GIVEN TEXT.
20090713

Garbage to UTF-8

I had a problem last year with a legacy database filled with a mix of utf-8, windows cp-1252, extended and regular ascii. I needed a way to clean up the information without losing any of the information contained in it.

Being familiar with regular expressions, I looked up how UTF-8 was formatted, made a couple of assumptions about the malformations I would find therein, figured out which code points were the ones I should replace and the following function was born.

Or something like that. Anyway here is the code :


function garbage_to_utf8_character_replacement_function( $matches )
{

// converts binary 10000000 -> 11111111 that do not appear
// as part of a unicode character into a unicode character
// under the assumption that a portion of them are windows
// cp-1252 characters, and the rest are exteneded ascii
// characters

$o = ord( $matches[ 0 ] ) ;

switch( $o )
{
// check for windows code page 1252 characters
case 130 : return "\xe2\x80\x94" ; // Single Low-9 Quotation Mark
case 131 : return "\xc6\x92" ; // Latin Small Letter F With Hook
case 132 : return "\xe2\x80\x9e" ; // Double Low-9 Quotation Mark
case 133 : return "\xe2\x80\xa6" ; // Horizontal Ellipsis
case 134 : return "\xe2\x80\xa0" ; // Dagger
case 135 : return "\xe2\x80\xa1" ; // Double Dagger
case 136 : return "\xcb\x86" ; // Modifier Letter Circumflex Accent
case 137 : return "\xe2\x80\xb0" ; // Per Mille Sign
case 138 : return "\xc5\xa0" ; // Latin Capital Letter S With Caron
case 139 : return "\xe2\x80\xb9" ; // Single Left-Pointing Angle Quotation Mark
case 140 : return "\xc5\x92" ; // Latin Capital Ligature OE
//gap
case 145 : return "\xe2\x80\x98" ; // Left Single Quotation Mark
case 146 : return "\xe2\x80\x99" ; // Right Single Quotation Mark
case 147 : return "\xe2\x80\x9c" ; // Left Double Quotation Mark
case 148 : return "\xe2\x80\x9d" ; // Right Double Quotation Mark
case 149 : return "\xe2\x80\xa2" ; // Bullet
case 150 : return "\xe2\x80\x93" ; // En Dash
case 151 : return "\xe2\x80\x94" ; // Em Dash
case 152 : return "\xcb\x9c" ; // Small Tilde
case 153 : return "\xe2\x84\xa2" ; // Trade Mark Sign
case 154 : return "\xc5\xa1" ; // Latin Small Letter S With Caron
case 155 : return "\xe2\x80\xba" ; // Single Right-Pointing Angle Quotation Mark
case 156 : return "\xc5\x93" ; // Latin Small Ligature OE
//gap
case 159 : return "\xc5\xb8" ; // Latin Capital Letter Y With Diaeresis

default :
return chr( 192 | ( 3 & ( $o >> 6 ) ) ) . chr( $o & 191 ) ;

}

}

function garbage_to_utf8( $text )

TASKS TO COMPLETE.
1) Answer these questions using the Garbage to UTF-8 post:
(a) What mix of encodings filled the legacy database?
(b) According to its comment, what character does case 133 return?
(c) Which case number carries the comment "Em Dash"?
2) Please write out the passage of the Garbage to UTF-8 post between "Garbage to UTF-8" and "contained in it.", inclusive, word for word.

Region segmentation data:
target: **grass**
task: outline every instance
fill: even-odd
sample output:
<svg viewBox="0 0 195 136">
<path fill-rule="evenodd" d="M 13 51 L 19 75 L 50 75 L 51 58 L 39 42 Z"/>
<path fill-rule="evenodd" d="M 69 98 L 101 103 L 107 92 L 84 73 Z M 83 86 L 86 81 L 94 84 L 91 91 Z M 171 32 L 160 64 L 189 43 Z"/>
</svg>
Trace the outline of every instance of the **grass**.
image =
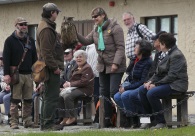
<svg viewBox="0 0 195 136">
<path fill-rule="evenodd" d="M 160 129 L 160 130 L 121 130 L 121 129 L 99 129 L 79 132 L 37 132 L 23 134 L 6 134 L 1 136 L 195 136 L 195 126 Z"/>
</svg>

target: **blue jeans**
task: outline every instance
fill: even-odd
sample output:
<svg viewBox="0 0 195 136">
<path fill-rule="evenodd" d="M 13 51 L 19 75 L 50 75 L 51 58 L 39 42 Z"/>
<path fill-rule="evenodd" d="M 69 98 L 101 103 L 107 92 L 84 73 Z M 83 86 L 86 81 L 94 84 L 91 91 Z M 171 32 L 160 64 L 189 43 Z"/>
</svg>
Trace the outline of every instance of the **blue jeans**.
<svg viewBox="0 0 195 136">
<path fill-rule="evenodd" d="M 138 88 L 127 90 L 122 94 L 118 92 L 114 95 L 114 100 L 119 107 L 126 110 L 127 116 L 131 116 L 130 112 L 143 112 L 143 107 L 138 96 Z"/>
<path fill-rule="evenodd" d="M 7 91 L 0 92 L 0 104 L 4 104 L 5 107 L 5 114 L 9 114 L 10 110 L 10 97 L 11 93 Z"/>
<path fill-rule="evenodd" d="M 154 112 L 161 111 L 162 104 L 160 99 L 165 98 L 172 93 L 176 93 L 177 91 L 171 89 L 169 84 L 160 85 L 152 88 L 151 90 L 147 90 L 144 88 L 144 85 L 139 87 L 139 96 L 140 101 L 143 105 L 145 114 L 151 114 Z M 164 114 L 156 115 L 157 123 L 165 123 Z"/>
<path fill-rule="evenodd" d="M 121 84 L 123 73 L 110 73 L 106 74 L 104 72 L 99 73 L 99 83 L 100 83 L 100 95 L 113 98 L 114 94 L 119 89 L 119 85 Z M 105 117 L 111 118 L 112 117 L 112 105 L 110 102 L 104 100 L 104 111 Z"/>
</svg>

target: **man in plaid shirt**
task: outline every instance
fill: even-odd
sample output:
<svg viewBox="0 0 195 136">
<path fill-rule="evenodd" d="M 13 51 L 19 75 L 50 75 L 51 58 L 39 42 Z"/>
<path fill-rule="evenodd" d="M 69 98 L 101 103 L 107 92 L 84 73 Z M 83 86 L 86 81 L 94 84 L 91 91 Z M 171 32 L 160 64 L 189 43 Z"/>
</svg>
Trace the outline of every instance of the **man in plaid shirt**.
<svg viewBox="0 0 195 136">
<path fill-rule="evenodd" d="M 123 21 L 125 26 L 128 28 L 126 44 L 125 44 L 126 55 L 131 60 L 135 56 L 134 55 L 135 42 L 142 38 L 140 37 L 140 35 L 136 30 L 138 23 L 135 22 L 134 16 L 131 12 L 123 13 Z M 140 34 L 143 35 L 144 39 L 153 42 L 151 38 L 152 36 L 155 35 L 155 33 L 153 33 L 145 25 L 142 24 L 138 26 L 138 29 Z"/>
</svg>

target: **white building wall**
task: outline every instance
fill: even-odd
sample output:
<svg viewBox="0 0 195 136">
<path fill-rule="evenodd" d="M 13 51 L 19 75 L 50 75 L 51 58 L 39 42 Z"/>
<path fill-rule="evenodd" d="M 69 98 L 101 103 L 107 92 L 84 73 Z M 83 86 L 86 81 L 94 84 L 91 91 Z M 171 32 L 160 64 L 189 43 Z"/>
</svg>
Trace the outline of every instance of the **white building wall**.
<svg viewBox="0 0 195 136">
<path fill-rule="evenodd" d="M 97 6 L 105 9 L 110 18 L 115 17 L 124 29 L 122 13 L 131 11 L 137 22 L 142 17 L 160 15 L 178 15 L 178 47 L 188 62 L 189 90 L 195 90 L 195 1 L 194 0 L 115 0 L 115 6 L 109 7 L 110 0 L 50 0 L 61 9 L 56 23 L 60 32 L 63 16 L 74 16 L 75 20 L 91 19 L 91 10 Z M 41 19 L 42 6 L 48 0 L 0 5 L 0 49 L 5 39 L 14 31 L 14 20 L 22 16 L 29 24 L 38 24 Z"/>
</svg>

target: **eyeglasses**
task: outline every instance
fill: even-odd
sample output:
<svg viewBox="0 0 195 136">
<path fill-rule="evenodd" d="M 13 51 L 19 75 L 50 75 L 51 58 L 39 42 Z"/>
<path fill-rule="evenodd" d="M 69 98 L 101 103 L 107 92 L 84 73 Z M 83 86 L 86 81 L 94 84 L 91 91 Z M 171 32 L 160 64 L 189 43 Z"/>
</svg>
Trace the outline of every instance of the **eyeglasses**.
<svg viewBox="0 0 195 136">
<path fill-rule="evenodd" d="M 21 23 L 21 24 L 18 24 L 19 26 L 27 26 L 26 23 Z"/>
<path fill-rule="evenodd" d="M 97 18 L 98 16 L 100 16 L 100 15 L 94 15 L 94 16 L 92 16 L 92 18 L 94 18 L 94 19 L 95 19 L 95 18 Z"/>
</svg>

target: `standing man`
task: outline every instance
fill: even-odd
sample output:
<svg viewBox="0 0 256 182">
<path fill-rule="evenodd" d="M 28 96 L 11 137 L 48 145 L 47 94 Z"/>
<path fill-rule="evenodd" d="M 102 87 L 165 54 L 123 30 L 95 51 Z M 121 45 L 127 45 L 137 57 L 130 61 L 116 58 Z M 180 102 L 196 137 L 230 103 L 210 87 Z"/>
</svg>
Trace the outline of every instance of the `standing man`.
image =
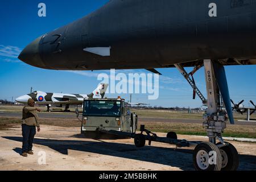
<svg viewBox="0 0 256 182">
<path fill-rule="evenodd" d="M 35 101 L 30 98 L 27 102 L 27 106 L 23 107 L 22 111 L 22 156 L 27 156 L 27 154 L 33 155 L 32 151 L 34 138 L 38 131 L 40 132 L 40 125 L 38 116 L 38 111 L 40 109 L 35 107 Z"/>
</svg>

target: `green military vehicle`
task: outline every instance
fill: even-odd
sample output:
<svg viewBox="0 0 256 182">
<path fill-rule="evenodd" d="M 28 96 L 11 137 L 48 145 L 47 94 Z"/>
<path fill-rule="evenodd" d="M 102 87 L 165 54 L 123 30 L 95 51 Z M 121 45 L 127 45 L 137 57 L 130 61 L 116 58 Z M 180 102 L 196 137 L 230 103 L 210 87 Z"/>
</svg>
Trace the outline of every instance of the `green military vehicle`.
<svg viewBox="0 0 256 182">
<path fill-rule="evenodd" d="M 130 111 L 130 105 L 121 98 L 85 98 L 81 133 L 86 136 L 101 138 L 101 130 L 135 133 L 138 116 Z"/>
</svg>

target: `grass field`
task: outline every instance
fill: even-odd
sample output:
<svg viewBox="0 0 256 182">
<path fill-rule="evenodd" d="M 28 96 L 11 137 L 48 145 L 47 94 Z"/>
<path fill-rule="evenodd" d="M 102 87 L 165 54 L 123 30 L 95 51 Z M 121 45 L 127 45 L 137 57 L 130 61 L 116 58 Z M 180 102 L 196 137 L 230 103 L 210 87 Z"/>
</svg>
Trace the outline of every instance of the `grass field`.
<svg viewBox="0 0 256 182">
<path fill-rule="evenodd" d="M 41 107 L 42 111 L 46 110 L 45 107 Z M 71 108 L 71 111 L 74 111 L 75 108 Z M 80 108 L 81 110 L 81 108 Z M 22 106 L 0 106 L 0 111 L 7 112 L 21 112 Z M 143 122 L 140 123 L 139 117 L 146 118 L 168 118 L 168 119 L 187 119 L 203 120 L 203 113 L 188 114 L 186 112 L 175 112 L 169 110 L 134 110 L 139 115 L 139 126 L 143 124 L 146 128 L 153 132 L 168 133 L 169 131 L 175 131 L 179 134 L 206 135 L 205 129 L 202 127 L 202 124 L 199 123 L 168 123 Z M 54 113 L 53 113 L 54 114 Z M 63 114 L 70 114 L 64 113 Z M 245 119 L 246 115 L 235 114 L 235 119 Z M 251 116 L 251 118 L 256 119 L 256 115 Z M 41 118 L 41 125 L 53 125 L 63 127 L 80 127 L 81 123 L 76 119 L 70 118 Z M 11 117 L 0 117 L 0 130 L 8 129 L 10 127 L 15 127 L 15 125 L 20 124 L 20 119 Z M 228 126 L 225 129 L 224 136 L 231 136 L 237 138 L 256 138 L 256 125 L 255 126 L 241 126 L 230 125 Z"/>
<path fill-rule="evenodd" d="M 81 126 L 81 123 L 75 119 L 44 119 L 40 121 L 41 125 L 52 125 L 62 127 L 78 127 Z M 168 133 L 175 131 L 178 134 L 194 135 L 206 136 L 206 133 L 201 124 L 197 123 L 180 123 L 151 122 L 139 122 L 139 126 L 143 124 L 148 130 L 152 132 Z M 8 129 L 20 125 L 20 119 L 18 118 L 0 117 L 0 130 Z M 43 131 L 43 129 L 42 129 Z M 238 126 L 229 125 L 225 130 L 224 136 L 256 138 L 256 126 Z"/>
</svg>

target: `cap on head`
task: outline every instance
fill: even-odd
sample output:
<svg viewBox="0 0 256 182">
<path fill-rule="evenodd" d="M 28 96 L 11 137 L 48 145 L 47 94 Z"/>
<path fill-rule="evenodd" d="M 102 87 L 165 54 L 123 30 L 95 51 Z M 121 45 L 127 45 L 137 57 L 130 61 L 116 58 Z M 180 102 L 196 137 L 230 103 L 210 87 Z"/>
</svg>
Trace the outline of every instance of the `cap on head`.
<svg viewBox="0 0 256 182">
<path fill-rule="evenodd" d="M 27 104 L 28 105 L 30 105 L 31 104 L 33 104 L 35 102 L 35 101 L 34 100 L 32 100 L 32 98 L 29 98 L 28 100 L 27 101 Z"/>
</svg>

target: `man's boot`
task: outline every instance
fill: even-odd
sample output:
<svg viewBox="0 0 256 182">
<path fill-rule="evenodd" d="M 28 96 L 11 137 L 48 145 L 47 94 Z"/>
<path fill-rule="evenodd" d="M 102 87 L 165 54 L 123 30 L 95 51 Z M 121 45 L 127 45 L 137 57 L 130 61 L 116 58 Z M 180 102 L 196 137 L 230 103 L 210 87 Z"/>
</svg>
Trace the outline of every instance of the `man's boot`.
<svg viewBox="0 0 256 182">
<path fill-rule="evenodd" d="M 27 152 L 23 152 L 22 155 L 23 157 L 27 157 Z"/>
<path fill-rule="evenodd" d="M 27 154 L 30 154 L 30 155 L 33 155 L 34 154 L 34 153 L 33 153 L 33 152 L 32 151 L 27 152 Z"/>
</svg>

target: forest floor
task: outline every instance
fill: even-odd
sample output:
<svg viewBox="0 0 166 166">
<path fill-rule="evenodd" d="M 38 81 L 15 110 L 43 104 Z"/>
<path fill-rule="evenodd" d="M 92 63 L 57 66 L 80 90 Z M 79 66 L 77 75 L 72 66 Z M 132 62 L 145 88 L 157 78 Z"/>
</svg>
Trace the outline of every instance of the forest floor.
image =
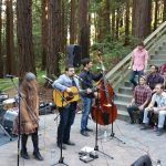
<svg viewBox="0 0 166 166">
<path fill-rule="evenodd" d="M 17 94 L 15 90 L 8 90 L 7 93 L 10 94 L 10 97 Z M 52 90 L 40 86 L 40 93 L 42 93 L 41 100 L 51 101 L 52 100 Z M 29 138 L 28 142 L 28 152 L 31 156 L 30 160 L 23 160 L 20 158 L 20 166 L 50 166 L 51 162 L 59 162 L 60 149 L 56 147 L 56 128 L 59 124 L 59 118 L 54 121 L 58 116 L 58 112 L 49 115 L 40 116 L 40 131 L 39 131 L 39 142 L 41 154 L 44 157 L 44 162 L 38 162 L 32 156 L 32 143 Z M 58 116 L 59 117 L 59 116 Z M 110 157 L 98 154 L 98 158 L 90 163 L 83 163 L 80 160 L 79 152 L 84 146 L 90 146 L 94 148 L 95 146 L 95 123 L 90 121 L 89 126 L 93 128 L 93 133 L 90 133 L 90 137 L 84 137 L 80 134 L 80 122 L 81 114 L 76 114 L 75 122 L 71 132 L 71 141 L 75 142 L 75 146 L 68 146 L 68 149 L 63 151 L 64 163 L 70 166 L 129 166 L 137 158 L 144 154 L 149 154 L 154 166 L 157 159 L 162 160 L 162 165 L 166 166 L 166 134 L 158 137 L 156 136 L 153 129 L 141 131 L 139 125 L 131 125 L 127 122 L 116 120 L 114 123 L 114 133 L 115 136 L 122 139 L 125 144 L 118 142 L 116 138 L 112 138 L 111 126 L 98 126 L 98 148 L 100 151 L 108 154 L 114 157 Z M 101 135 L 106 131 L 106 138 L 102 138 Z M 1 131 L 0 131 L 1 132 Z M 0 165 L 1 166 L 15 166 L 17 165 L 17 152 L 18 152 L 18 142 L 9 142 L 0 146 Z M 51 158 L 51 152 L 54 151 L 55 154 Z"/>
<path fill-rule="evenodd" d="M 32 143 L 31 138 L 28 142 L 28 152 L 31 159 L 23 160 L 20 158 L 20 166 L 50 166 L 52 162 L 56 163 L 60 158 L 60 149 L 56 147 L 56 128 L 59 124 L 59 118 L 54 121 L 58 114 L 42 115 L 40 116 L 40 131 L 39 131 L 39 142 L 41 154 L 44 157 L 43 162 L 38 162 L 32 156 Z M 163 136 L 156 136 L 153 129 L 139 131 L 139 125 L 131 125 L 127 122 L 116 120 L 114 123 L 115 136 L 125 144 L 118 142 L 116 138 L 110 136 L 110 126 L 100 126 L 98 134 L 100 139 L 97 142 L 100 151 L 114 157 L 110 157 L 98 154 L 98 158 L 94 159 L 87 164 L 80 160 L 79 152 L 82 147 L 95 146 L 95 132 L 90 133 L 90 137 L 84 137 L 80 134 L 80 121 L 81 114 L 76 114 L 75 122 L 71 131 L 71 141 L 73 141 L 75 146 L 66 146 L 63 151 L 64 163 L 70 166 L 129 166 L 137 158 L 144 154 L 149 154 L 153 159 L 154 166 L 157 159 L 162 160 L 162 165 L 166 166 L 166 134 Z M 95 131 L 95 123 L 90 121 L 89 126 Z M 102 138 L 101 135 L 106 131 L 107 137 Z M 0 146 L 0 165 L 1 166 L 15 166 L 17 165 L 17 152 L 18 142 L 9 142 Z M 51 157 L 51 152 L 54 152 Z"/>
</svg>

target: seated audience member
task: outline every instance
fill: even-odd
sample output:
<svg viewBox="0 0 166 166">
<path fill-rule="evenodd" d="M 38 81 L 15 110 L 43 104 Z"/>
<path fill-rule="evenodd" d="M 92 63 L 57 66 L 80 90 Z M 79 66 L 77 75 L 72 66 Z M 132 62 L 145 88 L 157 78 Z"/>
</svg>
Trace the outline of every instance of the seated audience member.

WORKED SOLUTIONS.
1)
(a) A mix of utf-8, windows cp-1252, extended and regular ascii.
(b) Horizontal Ellipsis.
(c) 151.

2)
Garbage to UTF-8

I had a problem last year with a legacy database filled with a mix of utf-8, windows cp-1252, extended and regular ascii. I needed a way to clean up the information without losing any of the information contained in it.